- ACTIVITY -
Print, word for word, the portion of the text below about the town of Wayne, Wisconsin that begins at the words "According to the" and stops after the words "of the population.".

- TEXT PASSAGE -

:::::

Wayne is a town in Lafayette County, Wisconsin, United States. The population was 474 at the 2020 census.

==History==
The town was named in honor of "Mad" Anthony Wayne, a Revolutionary War general.

==Geography==
The town occupies the southeastern corner of Lafayette County, and is bordered to the east by Green County and to the south by Jo Davies and Stephenson counties in Illinois. The village of South Wayne, a separate municipality, is surrounded by the northeastern part of the town.

According to the United States Census Bureau, the town of Wayne has a total area of 95.2 sqkm, of which 0.09 sqkm, or 0.10%, are water. The Pecatonica River, a tributary of the Rock River, flows from west to east across the northern part of the town.

==Demographics==

As of the census of 2000, there were 496 people, 176 households, and 139 families residing in the town. The population density was 13.5 people per square mile (5.2/km^{2}). There were 178 housing units at an average density of 4.8 per square mile (1.9/km^{2}). The racial makeup of the town was 100.00% White. Hispanic or Latino of any race were 1.41% of the population.

:::::

- PROVIDED MATERIAL -
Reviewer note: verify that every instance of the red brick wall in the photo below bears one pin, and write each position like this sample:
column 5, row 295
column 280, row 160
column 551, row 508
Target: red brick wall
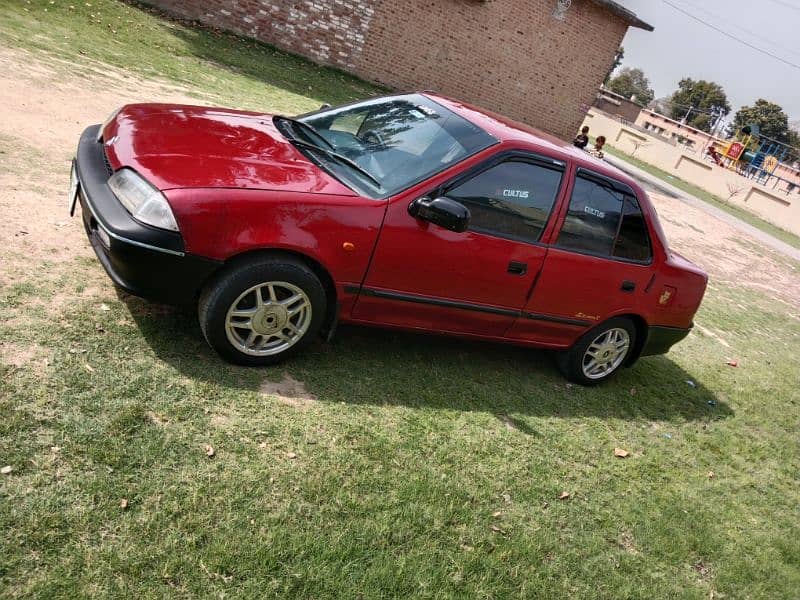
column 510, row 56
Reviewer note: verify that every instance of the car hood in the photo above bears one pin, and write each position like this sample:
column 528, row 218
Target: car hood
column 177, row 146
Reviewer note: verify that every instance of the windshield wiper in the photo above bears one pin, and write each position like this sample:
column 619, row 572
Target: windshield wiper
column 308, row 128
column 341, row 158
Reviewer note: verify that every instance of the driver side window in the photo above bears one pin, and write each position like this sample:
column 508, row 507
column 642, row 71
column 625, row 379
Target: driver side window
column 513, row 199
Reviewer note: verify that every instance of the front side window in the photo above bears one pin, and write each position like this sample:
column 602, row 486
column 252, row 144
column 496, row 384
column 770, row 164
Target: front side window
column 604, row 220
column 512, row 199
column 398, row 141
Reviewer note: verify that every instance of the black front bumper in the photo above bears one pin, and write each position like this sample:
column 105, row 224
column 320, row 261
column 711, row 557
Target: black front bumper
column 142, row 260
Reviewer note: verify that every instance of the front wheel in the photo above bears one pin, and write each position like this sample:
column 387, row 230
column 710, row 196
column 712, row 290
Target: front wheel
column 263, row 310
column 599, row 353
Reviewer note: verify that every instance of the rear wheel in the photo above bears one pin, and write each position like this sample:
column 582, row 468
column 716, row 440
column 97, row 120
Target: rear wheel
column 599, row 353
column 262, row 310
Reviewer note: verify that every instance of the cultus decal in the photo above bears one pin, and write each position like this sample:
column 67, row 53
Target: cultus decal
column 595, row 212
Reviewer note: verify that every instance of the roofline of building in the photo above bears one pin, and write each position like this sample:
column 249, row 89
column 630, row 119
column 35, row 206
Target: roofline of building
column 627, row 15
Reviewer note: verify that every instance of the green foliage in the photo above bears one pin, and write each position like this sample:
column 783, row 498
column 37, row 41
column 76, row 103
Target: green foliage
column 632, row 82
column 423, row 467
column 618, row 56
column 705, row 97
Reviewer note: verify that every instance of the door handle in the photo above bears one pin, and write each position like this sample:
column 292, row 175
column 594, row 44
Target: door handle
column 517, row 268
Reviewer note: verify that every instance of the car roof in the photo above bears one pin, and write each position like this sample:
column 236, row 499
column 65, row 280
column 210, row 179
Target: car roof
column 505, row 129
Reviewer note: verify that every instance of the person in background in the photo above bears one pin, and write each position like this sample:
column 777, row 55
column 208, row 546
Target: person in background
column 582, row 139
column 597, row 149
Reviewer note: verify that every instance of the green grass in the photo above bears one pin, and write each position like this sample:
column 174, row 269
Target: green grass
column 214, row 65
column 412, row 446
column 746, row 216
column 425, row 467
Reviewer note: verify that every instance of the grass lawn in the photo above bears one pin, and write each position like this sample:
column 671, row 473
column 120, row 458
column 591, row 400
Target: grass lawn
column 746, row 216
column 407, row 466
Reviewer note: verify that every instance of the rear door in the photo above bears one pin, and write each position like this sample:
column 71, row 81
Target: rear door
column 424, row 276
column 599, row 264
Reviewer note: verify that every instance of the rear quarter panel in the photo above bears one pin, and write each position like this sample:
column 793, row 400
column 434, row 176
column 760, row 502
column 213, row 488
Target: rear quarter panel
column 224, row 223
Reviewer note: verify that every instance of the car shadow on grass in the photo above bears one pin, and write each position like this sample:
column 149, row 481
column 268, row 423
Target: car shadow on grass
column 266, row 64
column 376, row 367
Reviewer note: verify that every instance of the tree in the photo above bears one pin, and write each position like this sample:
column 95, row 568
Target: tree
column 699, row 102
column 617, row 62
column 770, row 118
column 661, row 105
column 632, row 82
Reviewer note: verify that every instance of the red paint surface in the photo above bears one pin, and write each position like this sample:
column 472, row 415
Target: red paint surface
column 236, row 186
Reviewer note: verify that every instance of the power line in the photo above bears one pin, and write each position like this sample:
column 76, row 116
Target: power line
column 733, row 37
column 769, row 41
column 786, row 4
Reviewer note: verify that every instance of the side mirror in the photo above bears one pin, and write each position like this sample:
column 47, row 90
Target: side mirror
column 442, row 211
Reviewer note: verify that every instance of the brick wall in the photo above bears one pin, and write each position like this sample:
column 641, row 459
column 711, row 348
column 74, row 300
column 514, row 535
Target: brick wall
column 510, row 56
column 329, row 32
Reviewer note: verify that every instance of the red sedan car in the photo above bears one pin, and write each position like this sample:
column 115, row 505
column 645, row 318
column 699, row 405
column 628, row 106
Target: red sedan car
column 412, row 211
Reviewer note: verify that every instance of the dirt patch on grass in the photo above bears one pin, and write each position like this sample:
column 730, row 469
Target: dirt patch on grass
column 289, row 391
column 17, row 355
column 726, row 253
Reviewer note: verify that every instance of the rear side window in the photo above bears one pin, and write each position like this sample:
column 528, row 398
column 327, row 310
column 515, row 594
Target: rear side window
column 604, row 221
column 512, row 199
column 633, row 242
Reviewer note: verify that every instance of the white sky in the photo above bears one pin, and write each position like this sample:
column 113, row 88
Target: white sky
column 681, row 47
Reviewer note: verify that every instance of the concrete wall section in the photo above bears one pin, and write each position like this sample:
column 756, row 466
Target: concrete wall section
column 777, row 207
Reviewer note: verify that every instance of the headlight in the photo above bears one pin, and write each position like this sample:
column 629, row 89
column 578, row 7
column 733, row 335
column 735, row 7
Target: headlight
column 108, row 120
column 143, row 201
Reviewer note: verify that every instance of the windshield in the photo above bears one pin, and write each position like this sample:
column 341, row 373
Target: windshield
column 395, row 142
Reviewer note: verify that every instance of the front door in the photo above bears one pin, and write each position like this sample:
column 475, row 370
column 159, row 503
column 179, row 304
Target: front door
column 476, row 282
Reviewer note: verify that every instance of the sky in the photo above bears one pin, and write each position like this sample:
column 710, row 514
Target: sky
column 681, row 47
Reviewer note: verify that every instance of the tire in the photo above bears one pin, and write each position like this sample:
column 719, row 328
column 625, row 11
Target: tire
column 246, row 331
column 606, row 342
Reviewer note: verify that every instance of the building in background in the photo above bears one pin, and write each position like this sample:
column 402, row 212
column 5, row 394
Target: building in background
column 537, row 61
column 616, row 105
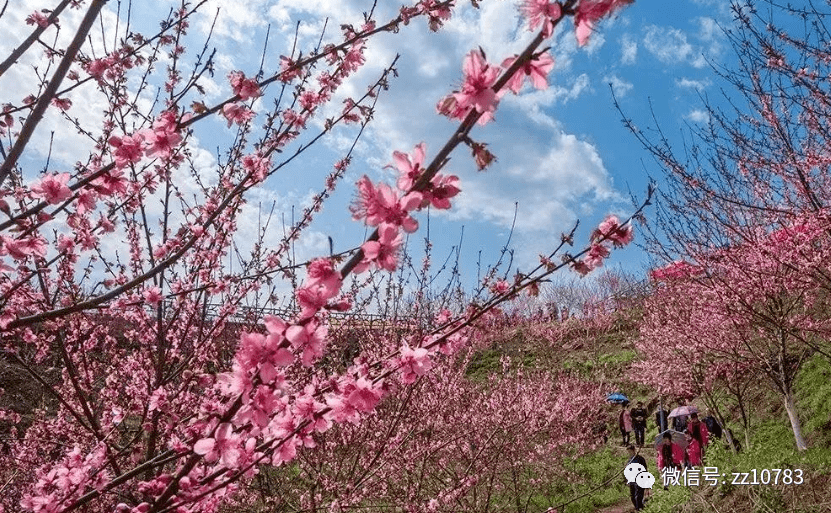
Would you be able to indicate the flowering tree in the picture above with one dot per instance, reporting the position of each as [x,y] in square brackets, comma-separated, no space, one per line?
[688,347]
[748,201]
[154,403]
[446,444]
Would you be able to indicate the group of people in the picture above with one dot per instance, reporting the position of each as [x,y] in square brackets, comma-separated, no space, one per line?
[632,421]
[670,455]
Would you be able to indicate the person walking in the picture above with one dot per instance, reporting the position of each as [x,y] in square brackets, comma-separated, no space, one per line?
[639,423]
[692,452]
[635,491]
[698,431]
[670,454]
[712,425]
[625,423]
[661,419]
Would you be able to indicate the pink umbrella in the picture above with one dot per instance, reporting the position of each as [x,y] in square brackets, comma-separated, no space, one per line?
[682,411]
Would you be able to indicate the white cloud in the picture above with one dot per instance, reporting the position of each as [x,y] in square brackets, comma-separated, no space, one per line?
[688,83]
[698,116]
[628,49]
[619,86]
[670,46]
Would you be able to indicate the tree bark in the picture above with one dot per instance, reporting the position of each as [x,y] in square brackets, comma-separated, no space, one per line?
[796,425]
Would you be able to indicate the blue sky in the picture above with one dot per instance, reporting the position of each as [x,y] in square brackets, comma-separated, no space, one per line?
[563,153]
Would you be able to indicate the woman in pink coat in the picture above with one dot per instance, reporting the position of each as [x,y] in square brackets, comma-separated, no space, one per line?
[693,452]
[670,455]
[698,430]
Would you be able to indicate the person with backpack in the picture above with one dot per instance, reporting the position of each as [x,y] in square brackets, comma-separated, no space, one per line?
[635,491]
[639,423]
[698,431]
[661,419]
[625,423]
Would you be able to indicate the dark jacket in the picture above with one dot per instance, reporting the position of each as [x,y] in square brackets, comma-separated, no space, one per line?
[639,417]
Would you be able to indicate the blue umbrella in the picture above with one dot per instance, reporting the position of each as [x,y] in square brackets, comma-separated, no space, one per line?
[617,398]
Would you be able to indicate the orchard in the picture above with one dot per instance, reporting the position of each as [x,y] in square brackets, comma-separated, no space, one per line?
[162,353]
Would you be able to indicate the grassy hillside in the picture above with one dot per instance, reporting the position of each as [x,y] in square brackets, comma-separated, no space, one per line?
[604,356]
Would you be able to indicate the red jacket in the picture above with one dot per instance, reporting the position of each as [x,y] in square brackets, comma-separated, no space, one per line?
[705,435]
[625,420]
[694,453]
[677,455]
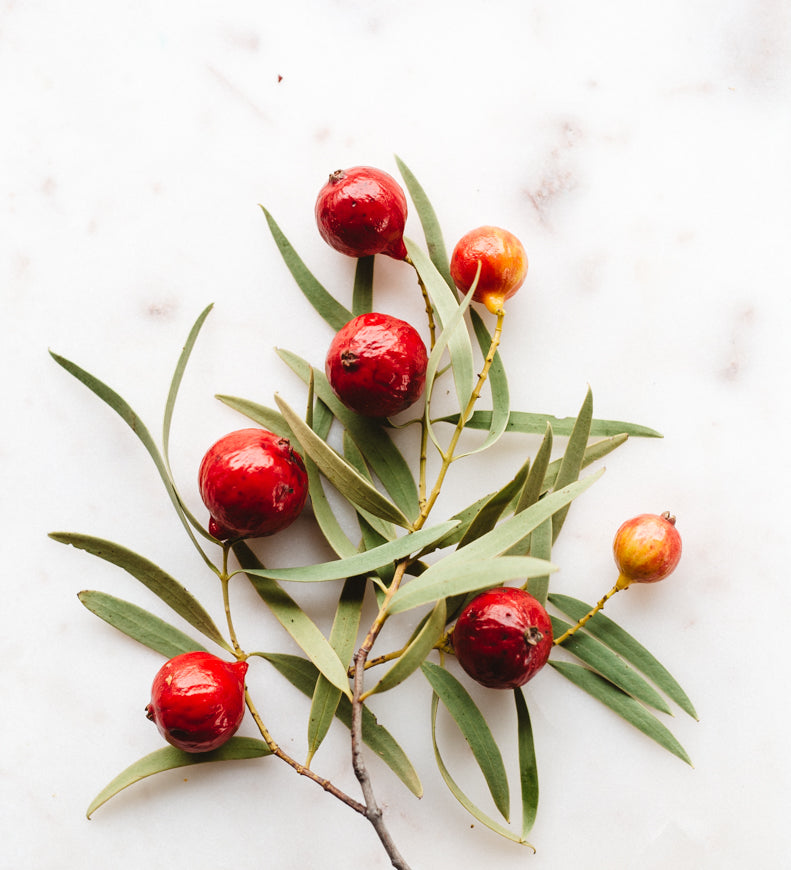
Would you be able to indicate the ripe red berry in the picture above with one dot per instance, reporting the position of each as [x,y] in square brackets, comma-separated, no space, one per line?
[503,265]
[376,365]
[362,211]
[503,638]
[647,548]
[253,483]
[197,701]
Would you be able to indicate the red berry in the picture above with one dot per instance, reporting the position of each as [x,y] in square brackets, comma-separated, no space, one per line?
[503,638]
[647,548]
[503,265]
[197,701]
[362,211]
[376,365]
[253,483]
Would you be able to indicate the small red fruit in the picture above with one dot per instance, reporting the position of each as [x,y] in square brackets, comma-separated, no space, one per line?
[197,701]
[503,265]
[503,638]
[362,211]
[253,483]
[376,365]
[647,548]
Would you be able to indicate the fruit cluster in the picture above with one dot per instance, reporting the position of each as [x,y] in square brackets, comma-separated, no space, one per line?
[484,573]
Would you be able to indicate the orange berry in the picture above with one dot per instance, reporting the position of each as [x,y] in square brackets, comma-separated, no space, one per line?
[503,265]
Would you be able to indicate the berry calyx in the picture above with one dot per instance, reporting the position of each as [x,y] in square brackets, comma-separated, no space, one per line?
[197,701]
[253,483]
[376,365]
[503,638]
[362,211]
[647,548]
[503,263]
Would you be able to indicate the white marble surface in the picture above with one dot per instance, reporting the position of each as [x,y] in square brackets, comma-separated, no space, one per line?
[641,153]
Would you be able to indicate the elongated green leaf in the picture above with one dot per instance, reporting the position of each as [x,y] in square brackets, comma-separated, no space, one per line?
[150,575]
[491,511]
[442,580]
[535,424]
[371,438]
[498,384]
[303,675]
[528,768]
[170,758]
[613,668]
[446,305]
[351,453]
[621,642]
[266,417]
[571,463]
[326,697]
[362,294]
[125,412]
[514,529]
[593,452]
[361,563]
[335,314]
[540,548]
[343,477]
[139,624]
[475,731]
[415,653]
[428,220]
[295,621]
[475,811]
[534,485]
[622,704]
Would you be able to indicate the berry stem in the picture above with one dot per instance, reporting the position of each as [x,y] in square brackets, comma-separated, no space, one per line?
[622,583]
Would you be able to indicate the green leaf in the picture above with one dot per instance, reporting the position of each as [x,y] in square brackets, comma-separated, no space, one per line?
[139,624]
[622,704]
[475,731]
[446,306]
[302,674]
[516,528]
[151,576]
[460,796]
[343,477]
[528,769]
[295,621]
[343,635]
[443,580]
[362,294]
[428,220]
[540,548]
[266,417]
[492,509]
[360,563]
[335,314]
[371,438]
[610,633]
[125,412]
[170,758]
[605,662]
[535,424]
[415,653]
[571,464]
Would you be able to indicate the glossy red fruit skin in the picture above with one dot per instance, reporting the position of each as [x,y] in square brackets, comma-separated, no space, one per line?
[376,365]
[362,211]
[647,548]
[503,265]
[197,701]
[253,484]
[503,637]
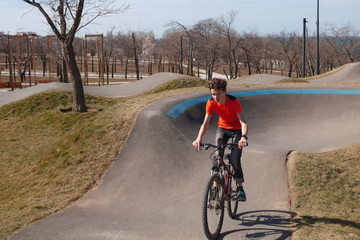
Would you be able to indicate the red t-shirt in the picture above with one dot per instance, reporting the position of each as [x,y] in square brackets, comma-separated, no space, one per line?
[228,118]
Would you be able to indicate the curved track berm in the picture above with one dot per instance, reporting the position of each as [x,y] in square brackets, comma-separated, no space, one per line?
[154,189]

:::::

- EXPECTED ANSWER -
According to the United States Census Bureau, the town of Wayne has a total area of 95.2 sqkm, of which 0.09 sqkm, or 0.10%, are water. The Pecatonica River, a tributary of the Rock River, flows from west to east across the northern part of the town.

==Demographics==

As of the census of 2000, there were 496 people, 176 households, and 139 families residing in the town. The population density was 13.5 people per square mile (5.2/km^{2}). There were 178 housing units at an average density of 4.8 per square mile (1.9/km^{2}). The racial makeup of the town was 100.00% White. Hispanic or Latino of any race were 1.41% of the population.